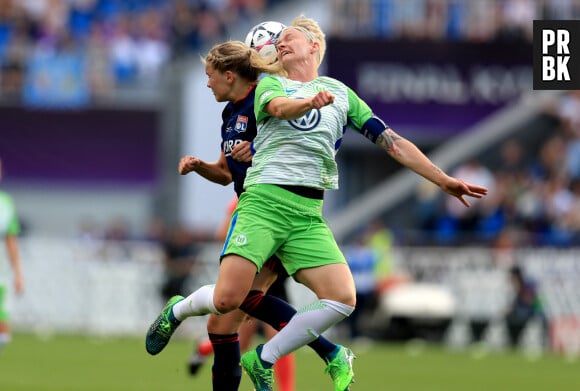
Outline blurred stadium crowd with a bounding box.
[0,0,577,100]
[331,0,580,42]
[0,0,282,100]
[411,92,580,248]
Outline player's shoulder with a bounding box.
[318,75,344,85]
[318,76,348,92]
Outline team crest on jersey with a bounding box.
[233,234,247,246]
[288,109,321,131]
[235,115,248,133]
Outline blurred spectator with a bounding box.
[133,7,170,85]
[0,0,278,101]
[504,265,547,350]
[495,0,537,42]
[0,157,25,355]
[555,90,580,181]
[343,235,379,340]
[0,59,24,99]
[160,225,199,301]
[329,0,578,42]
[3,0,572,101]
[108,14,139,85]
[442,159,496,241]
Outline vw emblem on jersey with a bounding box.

- - - - -

Task goal
Because the pictures are not wanted, retype every record exactly without them.

Answer section
Outline blurred stadium crowd with a bounding box.
[0,0,577,100]
[331,0,580,42]
[0,0,282,100]
[411,92,580,248]
Outline player's shoulder with a bounding box.
[318,75,344,85]
[318,76,348,92]
Outline team crest on jersey with a bounding box.
[233,234,247,246]
[288,109,321,131]
[235,115,248,133]
Outline blurred spectator with a bounding box.
[133,7,170,85]
[0,0,278,101]
[504,265,547,350]
[495,0,537,42]
[0,157,25,355]
[555,90,580,181]
[343,235,379,340]
[0,59,24,99]
[160,225,199,301]
[329,0,578,42]
[3,0,572,101]
[108,14,139,85]
[442,159,496,241]
Outline vw emblem on jersey with a bounding box.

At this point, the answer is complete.